[WORK TO BE COMPLETED]
Revise the material by changing every "tight rectangle" to "tight bounding box", and reproduce all of its lines otherwise unaltered.

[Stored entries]

┌──

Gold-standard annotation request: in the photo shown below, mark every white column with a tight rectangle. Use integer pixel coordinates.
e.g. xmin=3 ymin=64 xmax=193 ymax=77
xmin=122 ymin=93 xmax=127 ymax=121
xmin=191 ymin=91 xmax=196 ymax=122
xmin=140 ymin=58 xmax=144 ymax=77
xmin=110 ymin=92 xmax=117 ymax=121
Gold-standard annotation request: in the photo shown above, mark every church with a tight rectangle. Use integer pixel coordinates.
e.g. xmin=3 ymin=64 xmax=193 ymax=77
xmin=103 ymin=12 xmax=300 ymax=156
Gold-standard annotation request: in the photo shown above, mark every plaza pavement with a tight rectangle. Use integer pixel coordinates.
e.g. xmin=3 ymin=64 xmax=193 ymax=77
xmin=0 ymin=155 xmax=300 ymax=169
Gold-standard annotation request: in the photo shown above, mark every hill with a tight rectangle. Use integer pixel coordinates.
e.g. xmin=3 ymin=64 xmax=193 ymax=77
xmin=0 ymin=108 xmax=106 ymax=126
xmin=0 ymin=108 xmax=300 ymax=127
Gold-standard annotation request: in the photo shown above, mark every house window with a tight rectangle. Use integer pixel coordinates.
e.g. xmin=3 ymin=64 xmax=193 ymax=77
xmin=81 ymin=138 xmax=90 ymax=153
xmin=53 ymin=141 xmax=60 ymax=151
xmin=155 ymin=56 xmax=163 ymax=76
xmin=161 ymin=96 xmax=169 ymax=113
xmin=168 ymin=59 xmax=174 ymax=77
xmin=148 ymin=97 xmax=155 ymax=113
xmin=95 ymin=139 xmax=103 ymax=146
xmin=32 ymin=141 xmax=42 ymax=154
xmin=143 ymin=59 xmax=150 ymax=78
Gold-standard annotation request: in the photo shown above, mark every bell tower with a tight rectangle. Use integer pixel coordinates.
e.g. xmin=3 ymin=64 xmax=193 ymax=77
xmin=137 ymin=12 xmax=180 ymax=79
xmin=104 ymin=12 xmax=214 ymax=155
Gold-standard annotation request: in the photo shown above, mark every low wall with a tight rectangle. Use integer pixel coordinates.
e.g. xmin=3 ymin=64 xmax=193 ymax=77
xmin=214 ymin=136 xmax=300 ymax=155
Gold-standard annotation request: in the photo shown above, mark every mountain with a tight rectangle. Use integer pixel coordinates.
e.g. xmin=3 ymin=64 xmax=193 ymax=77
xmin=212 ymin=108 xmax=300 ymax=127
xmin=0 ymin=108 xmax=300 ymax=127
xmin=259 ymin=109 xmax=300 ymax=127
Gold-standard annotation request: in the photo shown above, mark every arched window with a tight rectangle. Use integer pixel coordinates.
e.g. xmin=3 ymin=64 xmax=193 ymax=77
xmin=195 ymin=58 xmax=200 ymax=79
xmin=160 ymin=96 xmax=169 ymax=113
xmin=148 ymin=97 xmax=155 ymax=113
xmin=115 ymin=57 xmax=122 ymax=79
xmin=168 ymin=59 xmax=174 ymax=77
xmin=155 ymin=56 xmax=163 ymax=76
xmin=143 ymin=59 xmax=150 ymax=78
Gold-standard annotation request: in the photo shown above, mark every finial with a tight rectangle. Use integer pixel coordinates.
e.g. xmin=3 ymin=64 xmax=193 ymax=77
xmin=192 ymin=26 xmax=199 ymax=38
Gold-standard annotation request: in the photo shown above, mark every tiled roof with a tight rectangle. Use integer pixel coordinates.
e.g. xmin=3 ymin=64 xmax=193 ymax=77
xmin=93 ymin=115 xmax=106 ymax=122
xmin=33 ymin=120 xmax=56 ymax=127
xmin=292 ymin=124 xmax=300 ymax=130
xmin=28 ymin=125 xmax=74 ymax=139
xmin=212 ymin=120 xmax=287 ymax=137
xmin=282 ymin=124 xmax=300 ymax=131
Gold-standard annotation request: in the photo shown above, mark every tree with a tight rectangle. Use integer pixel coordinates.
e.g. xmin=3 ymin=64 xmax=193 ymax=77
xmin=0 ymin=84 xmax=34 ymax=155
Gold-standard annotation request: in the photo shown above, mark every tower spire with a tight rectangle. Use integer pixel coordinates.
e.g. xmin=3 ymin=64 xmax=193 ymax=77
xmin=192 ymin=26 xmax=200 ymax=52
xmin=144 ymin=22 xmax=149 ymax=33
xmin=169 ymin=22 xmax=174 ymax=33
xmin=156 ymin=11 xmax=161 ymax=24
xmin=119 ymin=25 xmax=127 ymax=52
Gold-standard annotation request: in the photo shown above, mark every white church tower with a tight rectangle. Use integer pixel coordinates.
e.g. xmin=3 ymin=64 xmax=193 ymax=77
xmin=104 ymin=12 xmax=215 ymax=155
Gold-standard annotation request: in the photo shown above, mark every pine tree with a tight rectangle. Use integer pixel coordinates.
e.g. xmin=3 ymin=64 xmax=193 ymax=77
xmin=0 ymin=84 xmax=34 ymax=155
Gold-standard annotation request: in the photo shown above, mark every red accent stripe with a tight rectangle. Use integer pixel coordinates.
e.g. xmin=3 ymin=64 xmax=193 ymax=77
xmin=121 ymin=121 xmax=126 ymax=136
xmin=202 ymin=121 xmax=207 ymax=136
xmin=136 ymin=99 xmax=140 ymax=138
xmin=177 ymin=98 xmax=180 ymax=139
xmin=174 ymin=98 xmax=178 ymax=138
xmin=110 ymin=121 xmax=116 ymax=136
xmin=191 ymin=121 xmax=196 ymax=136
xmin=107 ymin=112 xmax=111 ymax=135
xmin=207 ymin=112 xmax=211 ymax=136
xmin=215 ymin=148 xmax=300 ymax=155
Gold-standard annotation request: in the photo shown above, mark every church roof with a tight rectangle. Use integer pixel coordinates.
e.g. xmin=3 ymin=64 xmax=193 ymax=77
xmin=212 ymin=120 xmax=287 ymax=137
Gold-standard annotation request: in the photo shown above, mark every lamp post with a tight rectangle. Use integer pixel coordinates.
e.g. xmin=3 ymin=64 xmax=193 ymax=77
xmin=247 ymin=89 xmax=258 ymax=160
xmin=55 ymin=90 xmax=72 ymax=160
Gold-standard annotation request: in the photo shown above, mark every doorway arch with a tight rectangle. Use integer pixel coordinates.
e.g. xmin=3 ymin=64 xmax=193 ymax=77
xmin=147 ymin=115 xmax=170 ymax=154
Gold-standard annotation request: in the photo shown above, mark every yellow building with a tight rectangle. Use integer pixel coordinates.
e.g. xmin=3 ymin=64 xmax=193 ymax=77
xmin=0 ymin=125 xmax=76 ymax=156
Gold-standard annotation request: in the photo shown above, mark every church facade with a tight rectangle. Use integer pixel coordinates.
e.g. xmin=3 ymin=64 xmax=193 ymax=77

└──

[EXERCISE OUTPUT]
Gold-standard annotation request: in the photo shown below, mark every white column with a tight bounding box. Use integer pixel coordinates.
e.g. xmin=3 ymin=64 xmax=193 ymax=77
xmin=122 ymin=93 xmax=127 ymax=121
xmin=191 ymin=91 xmax=196 ymax=122
xmin=140 ymin=58 xmax=144 ymax=77
xmin=110 ymin=92 xmax=117 ymax=121
Gold-standard annotation request: in the photo shown above, mark every church with a tight bounding box. Use integer pixel coordinates.
e.g. xmin=3 ymin=64 xmax=193 ymax=77
xmin=103 ymin=12 xmax=300 ymax=156
Gold-standard annotation request: in the photo shown above, mark every plaza pavement with a tight bounding box. Use integer pixel coordinates.
e.g. xmin=3 ymin=64 xmax=193 ymax=77
xmin=0 ymin=155 xmax=300 ymax=169
Gold-standard annotation request: in the photo shown above, mark every hill with a tight bounding box. Use integer pixel coordinates.
e.g. xmin=3 ymin=64 xmax=193 ymax=77
xmin=0 ymin=108 xmax=106 ymax=126
xmin=0 ymin=108 xmax=300 ymax=127
Gold-standard annotation request: in the photo shown above, mark every house window with a tight bounding box. Use integer pixel coordinates.
e.g. xmin=3 ymin=64 xmax=193 ymax=77
xmin=81 ymin=138 xmax=90 ymax=153
xmin=53 ymin=141 xmax=60 ymax=151
xmin=155 ymin=56 xmax=163 ymax=76
xmin=161 ymin=96 xmax=169 ymax=113
xmin=168 ymin=59 xmax=174 ymax=77
xmin=148 ymin=97 xmax=155 ymax=113
xmin=95 ymin=139 xmax=103 ymax=146
xmin=32 ymin=141 xmax=42 ymax=154
xmin=143 ymin=59 xmax=150 ymax=78
Gold-standard annotation request: in the photo shown above, mark every bell tower with a tight bounding box. Use integer pixel coordinates.
e.g. xmin=3 ymin=64 xmax=193 ymax=77
xmin=137 ymin=12 xmax=180 ymax=79
xmin=104 ymin=12 xmax=214 ymax=155
Gold-standard annotation request: in the photo shown above, mark every low wall with a tight bounding box. Use integer pixel coordinates.
e.g. xmin=3 ymin=64 xmax=193 ymax=77
xmin=214 ymin=136 xmax=300 ymax=155
Gold-standard annotation request: in the photo shown above, mark every mountain with a tight bounding box. Use integer pixel coordinates.
e.g. xmin=3 ymin=64 xmax=193 ymax=77
xmin=212 ymin=108 xmax=300 ymax=127
xmin=0 ymin=108 xmax=300 ymax=127
xmin=259 ymin=109 xmax=300 ymax=127
Gold-standard annotation request: in the photo shown above, mark every arched window with a tight bounding box. Use integer pixel coordinates.
e.g. xmin=3 ymin=64 xmax=193 ymax=77
xmin=195 ymin=58 xmax=200 ymax=79
xmin=160 ymin=96 xmax=169 ymax=113
xmin=148 ymin=97 xmax=155 ymax=113
xmin=115 ymin=57 xmax=122 ymax=79
xmin=168 ymin=59 xmax=174 ymax=77
xmin=155 ymin=56 xmax=163 ymax=76
xmin=143 ymin=59 xmax=150 ymax=78
Gold-standard annotation request: in the photo shown above, mark every finial with a tight bounding box. Use integer pixel coordinates.
e.g. xmin=3 ymin=64 xmax=193 ymax=77
xmin=192 ymin=26 xmax=199 ymax=38
Gold-standard annotation request: in the photo shown above, mark every tiled roof with a tight bounding box. Use integer pixel coordinates.
e.g. xmin=3 ymin=64 xmax=193 ymax=77
xmin=93 ymin=115 xmax=106 ymax=122
xmin=33 ymin=120 xmax=56 ymax=127
xmin=292 ymin=124 xmax=300 ymax=130
xmin=28 ymin=125 xmax=74 ymax=139
xmin=212 ymin=120 xmax=287 ymax=137
xmin=282 ymin=124 xmax=300 ymax=131
Gold-standard annotation request: in the photo shown above, mark every tree with a tight bounding box. Use integer pixel coordinates.
e.g. xmin=3 ymin=64 xmax=193 ymax=77
xmin=0 ymin=84 xmax=34 ymax=155
Gold-standard annotation request: in the photo shown above, mark every tower spire with a tight bounding box. Use integer pixel coordinates.
e.g. xmin=3 ymin=64 xmax=193 ymax=77
xmin=192 ymin=26 xmax=200 ymax=52
xmin=144 ymin=22 xmax=149 ymax=33
xmin=169 ymin=22 xmax=174 ymax=33
xmin=156 ymin=11 xmax=161 ymax=24
xmin=119 ymin=25 xmax=127 ymax=52
Gold-standard annotation request: in the photo shown above, mark every white church tower with a tight bounding box. Use integer pixel coordinates.
e.g. xmin=3 ymin=64 xmax=193 ymax=77
xmin=104 ymin=12 xmax=215 ymax=155
Gold-standard annotation request: in the photo shown above, mark every pine tree with a tight bounding box. Use integer pixel coordinates.
e.g. xmin=3 ymin=64 xmax=193 ymax=77
xmin=0 ymin=84 xmax=34 ymax=155
Gold-standard annotation request: in the photo shown above, mark every red accent stripe with a tight bounding box. Use integer pixel coordinates.
e.g. xmin=3 ymin=64 xmax=193 ymax=77
xmin=121 ymin=121 xmax=126 ymax=136
xmin=202 ymin=121 xmax=207 ymax=136
xmin=136 ymin=99 xmax=140 ymax=138
xmin=177 ymin=98 xmax=180 ymax=139
xmin=174 ymin=98 xmax=178 ymax=138
xmin=110 ymin=121 xmax=116 ymax=136
xmin=191 ymin=121 xmax=196 ymax=136
xmin=107 ymin=112 xmax=111 ymax=135
xmin=207 ymin=112 xmax=211 ymax=136
xmin=215 ymin=148 xmax=300 ymax=155
Gold-standard annotation request: in the photo shown above, mark every church roof with a tight bounding box. Use integer pixel coordinates.
e.g. xmin=3 ymin=64 xmax=193 ymax=77
xmin=212 ymin=120 xmax=287 ymax=137
Gold-standard annotation request: in the photo shown above, mark every lamp post with a tight bounding box. Use integer pixel coordinates.
e.g. xmin=3 ymin=64 xmax=193 ymax=77
xmin=247 ymin=89 xmax=258 ymax=160
xmin=55 ymin=90 xmax=72 ymax=160
Gold-standard annotation request: in the photo shown above, mark every doorway arch with a tight bounding box. Use integer pixel coordinates.
e.g. xmin=3 ymin=64 xmax=193 ymax=77
xmin=147 ymin=115 xmax=170 ymax=154
Gold-standard annotation request: in the photo shown above, mark every yellow building with a tight bounding box. Use integer pixel coordinates.
e.g. xmin=3 ymin=64 xmax=193 ymax=77
xmin=0 ymin=125 xmax=76 ymax=156
Gold-standard annotation request: in the photo shown above, mark every church facade with a tight bounding box. Use integer pixel coordinates.
e.g. xmin=3 ymin=64 xmax=193 ymax=77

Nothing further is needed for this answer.